• _SHORT EXERCISE_
Format every line of the rows below as a JSON list of strings, one string per line, and leave out blank lines.

• _INPUT_
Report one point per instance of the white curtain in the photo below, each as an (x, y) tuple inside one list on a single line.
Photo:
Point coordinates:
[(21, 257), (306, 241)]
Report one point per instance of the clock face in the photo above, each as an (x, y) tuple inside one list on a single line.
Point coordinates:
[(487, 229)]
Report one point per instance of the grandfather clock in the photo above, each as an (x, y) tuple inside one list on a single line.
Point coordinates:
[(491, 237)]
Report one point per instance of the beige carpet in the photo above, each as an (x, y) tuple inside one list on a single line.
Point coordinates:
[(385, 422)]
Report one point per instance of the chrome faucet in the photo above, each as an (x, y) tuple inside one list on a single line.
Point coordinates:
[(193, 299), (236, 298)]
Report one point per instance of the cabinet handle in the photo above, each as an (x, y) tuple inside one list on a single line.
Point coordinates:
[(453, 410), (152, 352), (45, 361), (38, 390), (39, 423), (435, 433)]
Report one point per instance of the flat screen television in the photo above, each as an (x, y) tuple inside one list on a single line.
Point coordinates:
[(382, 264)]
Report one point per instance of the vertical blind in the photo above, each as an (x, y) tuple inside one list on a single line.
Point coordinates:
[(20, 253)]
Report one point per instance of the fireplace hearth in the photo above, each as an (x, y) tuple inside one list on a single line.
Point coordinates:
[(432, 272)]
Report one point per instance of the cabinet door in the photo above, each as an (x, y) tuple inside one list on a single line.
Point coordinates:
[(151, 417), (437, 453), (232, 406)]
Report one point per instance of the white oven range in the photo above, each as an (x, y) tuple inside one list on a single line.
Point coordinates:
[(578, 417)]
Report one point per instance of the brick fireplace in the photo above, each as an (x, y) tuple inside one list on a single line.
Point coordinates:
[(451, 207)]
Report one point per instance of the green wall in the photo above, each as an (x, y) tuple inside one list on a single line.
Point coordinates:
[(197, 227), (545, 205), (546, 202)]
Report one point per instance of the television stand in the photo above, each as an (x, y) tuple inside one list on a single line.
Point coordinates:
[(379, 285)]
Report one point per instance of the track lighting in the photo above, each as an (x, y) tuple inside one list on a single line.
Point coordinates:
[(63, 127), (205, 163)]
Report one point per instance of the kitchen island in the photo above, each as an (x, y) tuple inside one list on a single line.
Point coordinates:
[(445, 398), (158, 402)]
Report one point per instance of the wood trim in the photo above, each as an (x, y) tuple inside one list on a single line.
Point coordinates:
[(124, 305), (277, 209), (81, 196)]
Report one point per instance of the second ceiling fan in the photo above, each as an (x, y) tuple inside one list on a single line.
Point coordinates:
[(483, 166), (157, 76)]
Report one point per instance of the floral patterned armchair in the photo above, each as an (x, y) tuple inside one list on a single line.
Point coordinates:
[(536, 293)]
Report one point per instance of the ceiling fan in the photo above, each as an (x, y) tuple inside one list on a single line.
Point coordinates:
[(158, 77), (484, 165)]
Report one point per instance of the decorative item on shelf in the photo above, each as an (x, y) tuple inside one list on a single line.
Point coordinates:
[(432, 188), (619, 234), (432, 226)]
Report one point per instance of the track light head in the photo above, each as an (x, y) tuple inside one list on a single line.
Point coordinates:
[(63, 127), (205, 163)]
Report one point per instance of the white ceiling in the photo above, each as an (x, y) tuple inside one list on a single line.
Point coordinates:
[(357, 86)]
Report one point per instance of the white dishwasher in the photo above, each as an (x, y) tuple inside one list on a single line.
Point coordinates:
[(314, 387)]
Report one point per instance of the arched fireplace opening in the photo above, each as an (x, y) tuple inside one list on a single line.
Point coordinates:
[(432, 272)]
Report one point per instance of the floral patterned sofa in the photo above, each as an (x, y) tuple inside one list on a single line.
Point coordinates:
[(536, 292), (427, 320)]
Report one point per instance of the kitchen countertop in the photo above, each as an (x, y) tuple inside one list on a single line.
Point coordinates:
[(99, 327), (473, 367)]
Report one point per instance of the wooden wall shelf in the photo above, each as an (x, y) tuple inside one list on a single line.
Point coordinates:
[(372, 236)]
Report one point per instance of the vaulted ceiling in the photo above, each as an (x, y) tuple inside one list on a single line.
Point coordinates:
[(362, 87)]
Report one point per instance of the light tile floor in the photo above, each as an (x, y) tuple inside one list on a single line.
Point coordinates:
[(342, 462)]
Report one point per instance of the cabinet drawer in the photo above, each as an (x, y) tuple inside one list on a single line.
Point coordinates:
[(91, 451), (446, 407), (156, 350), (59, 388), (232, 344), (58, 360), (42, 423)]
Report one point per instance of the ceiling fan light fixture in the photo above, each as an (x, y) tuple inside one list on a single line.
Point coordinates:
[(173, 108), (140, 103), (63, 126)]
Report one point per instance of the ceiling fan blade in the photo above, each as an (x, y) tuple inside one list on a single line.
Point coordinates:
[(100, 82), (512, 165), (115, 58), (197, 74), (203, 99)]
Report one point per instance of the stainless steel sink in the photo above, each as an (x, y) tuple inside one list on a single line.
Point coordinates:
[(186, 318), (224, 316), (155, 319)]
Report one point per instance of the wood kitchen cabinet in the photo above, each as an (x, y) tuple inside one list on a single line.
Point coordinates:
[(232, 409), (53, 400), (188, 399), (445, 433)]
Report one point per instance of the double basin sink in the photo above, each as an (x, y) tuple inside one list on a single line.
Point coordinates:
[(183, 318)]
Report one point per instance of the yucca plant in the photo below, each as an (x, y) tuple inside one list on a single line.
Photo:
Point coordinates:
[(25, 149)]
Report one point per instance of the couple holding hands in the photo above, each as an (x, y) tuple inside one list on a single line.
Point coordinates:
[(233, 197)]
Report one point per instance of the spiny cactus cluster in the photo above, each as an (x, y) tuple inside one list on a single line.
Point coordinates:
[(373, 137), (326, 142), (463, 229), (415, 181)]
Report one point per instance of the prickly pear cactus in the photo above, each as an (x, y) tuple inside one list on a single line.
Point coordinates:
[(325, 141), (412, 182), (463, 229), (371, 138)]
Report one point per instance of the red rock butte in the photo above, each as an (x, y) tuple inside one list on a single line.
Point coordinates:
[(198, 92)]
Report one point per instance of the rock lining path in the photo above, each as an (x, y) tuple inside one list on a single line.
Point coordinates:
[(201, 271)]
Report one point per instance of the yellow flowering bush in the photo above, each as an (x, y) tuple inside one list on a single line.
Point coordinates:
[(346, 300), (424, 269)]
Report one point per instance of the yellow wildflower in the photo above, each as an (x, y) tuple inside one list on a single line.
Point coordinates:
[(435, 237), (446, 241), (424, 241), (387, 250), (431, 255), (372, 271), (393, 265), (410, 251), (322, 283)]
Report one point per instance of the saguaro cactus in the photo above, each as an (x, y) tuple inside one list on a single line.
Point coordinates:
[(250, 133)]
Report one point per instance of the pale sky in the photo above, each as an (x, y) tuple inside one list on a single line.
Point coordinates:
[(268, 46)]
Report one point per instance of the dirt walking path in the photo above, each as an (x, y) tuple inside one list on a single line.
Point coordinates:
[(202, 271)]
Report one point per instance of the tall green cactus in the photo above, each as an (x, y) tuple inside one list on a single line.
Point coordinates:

• _RESPONSE TO THIS TASK_
[
  "Report one point per instance of the white curtain in the photo below, each as an (x, y) tuple inside one list on a single line.",
  "Photo:",
  "Point coordinates:",
  "[(21, 257), (306, 241)]",
  "Report one point per instance of the clock face in the photo above, each as an (x, y) tuple inside one list on a single line.",
  "Point coordinates:",
  "[(487, 229)]",
  "Report one point per instance of the grandfather clock in the photo above, each as an (x, y) tuple inside one list on a single line.",
  "Point coordinates:",
  "[(491, 237)]",
  "Report one point per instance of the beige carpet in the photo above, each as an (x, y) tuple inside one list on a single line.",
  "Point coordinates:",
  "[(385, 422)]",
  "Report one point per instance of the chrome faucet in the photo above, each as an (x, y) tuple inside one list on a single line.",
  "Point coordinates:",
  "[(193, 299), (236, 298)]",
  "Report one point per instance of the cabinet handle in the photo above, each as an (x, y) tuple inside one list on a single line.",
  "Point coordinates:",
  "[(453, 410), (152, 352), (45, 361), (38, 390), (39, 423), (435, 433)]",
  "Report one point per instance of the flat screen television in the photo above, each as an (x, y) tuple inside one list on a single line.",
  "Point coordinates:",
  "[(382, 264)]",
  "Report one point per instance of the vertical blind in the photo above, each as an (x, y) tuple inside one list on a single line.",
  "Point coordinates:",
  "[(20, 253)]",
  "Report one point per instance of the fireplace hearth in the photo above, each as an (x, y) tuple inside one list on a single line.",
  "Point coordinates:",
  "[(432, 272)]",
  "Report one point per instance of the cabinet door in the photo above, each as an (x, y) tuple inside one list on a single line.",
  "Point coordinates:",
  "[(151, 417), (437, 453), (232, 406)]",
  "Report one point per instance of the white oven range in the photo above, each as an (x, y) tuple inside one list on a single line.",
  "Point coordinates:",
  "[(578, 417)]",
  "Report one point per instance of the brick fireplace in the photo above, each as an (x, y) tuple inside one list on a single line.",
  "Point coordinates:",
  "[(451, 207)]",
  "Report one point per instance of the green wall in the photo above, each as an (x, y) tuple inside one list on a single line.",
  "Point coordinates:",
  "[(197, 227), (545, 205), (546, 202)]",
  "Report one point per instance of the television stand in the photo above, each as an (x, y) tuple inside one list on a single line.",
  "Point coordinates:",
  "[(379, 285)]",
  "Report one point per instance of the track lighting in the photo above, each as an (x, y) tuple inside one list on a single line.",
  "Point coordinates:",
  "[(63, 127), (205, 163)]",
  "Report one point per instance of the kitchen island in the photo above, each as an (x, y) tuple inside one list on a single line.",
  "Point coordinates:",
  "[(445, 398), (158, 402)]",
  "Report one point per instance of the wood trim in the photo above, each as an (x, y) tuple inside one list on a single line.",
  "Point coordinates:",
  "[(124, 305), (277, 209), (81, 196)]",
  "Report one point per instance of the second ceiling fan in the photo above, each as an (x, y) tuple inside one list on a single line.",
  "Point coordinates:",
  "[(483, 166), (157, 76)]",
  "Report one point per instance of the floral patterned armchair in the photo above, each as an (x, y) tuple inside one list on a single line.",
  "Point coordinates:",
  "[(536, 293)]",
  "Report one point per instance of the ceiling fan in the photo above, each as an (x, y) tuple inside one list on a single line.",
  "Point coordinates:",
  "[(158, 77), (484, 165)]",
  "Report one point per instance of the decorative item on shelf in the photo above, each as an (x, y) tuple inside one list on a single line.",
  "Point coordinates:",
  "[(432, 188), (619, 234), (432, 226)]",
  "Report one point per instance of the track light head in the photo above, each as an (x, y) tuple inside one list on a single line.",
  "Point coordinates:",
  "[(63, 127), (205, 163)]",
  "Report one point per instance of the white ceiling in the photo above, each as an (x, y) tuple inside one list on a single line.",
  "Point coordinates:",
  "[(357, 86)]",
  "Report one point per instance of the white dishwasher in the photo above, each as an (x, y) tuple inside one list on a single line.",
  "Point coordinates:",
  "[(314, 387)]",
  "Report one point per instance of the arched fireplace opening in the photo above, each as an (x, y) tuple inside one list on a single line.",
  "Point coordinates:",
  "[(432, 272)]",
  "Report one point per instance of the floral patterned sofa in the photo above, each as an (x, y) tuple inside one list on a single line.",
  "Point coordinates:",
  "[(536, 292), (427, 320)]",
  "Report one point per instance of the kitchen countertop in the photo above, each as an (x, y) tuple inside one list on a single line.",
  "Point coordinates:",
  "[(99, 327), (473, 367)]",
  "Report one point per instance of the wooden wall shelf in the photo above, each as an (x, y) tuple inside one list on a single line.",
  "Point coordinates:",
  "[(372, 236)]",
  "Report one point per instance of the vaulted ceiling in the photo above, each as an (x, y) tuple inside one list on a single line.",
  "Point coordinates:",
  "[(362, 87)]",
  "Report one point per instance of the light tile floor in the photo above, each as an (x, y) tuple inside one list on a single line.",
  "Point coordinates:",
  "[(342, 462)]",
  "Report one point per instance of the cabinet drawer in the photo above, each as an (x, y) tuple inside one list on a single line.",
  "Point coordinates:",
  "[(91, 451), (446, 407), (156, 350), (59, 388), (232, 344), (58, 360), (42, 423)]",
  "Report one point per instance of the ceiling fan light fixture in the photo above, each as an (x, y) tuple inside one list on a single line.",
  "Point coordinates:",
  "[(173, 108), (140, 103), (63, 126)]",
  "Report one point per instance of the ceiling fan blade in the photo above, each as an (x, y) tuple inside one list on a single line.",
  "Point coordinates:",
  "[(100, 82), (512, 165), (115, 58), (197, 74), (203, 99)]",
  "Report one point per instance of the stainless steel sink in the photo above, each as an (x, y) tuple inside one list on a single line.",
  "Point coordinates:",
  "[(186, 318), (224, 316), (155, 319)]",
  "Report one point per instance of the wood kitchen cabinet in the photo above, each as an (x, y) tuple inside one list on a single line.",
  "Point coordinates:",
  "[(232, 409), (53, 400), (188, 399), (445, 433)]",
  "Report one point per instance of the double basin sink in the photo above, each as an (x, y) tuple inside one list on a single line.",
  "Point coordinates:",
  "[(183, 318)]",
  "Report one point per instance of the yucca plant in the photo below, each as an (x, y) tuple inside one list on a single line.",
  "Photo:",
  "Point coordinates:",
  "[(25, 149)]",
  "Report one point per instance of the couple holding hands in the photo above, each as an (x, y) tuple inside one list on a single line.",
  "Point coordinates:",
  "[(233, 197)]",
  "Report one point per instance of the spiny cactus cluster in the photo above, each as an (x, y) tuple inside one list on a single line.",
  "Point coordinates:",
  "[(373, 137), (326, 142), (463, 229), (415, 181)]",
  "Report one point per instance of the prickly pear cactus in the photo above, each as an (x, y) tuple inside one list on a single line.",
  "Point coordinates:",
  "[(325, 141), (412, 182), (463, 229), (371, 138)]",
  "Report one point per instance of the red rock butte in the photo above, each as an (x, y) tuple inside one list on a single line.",
  "Point coordinates:",
  "[(198, 92)]",
  "Report one point per instance of the rock lining path in the photo above, each as an (x, y) tuple inside one list on a single line.",
  "Point coordinates:",
  "[(201, 271)]",
  "Report one point per instance of the yellow flowering bush in the photo above, each as an (x, y) tuple inside one list on a single line.",
  "Point coordinates:",
  "[(346, 300), (424, 269)]",
  "Report one point per instance of the yellow wildflower in the photo above, each as an (x, y) tuple inside one list on a single line.",
  "Point coordinates:",
  "[(435, 237), (446, 241), (424, 241), (387, 250), (431, 255), (372, 271), (393, 265), (410, 251), (322, 283)]",
  "Report one point per instance of the saguaro cactus in the photo above, each as an (x, y) tuple inside one list on a single line.",
  "Point coordinates:",
  "[(250, 133)]",
  "Report one point per instance of the pale sky in the photo above, each as an (x, y) tuple inside one list on a single line.",
  "Point coordinates:",
  "[(268, 46)]",
  "Report one point per instance of the dirt walking path in the photo above, each as an (x, y) tuple inside one list on a single line.",
  "Point coordinates:",
  "[(202, 271)]",
  "Report one point per instance of the tall green cactus in the photo above, each as an (x, y) tuple inside one list on a single line.",
  "Point coordinates:"
]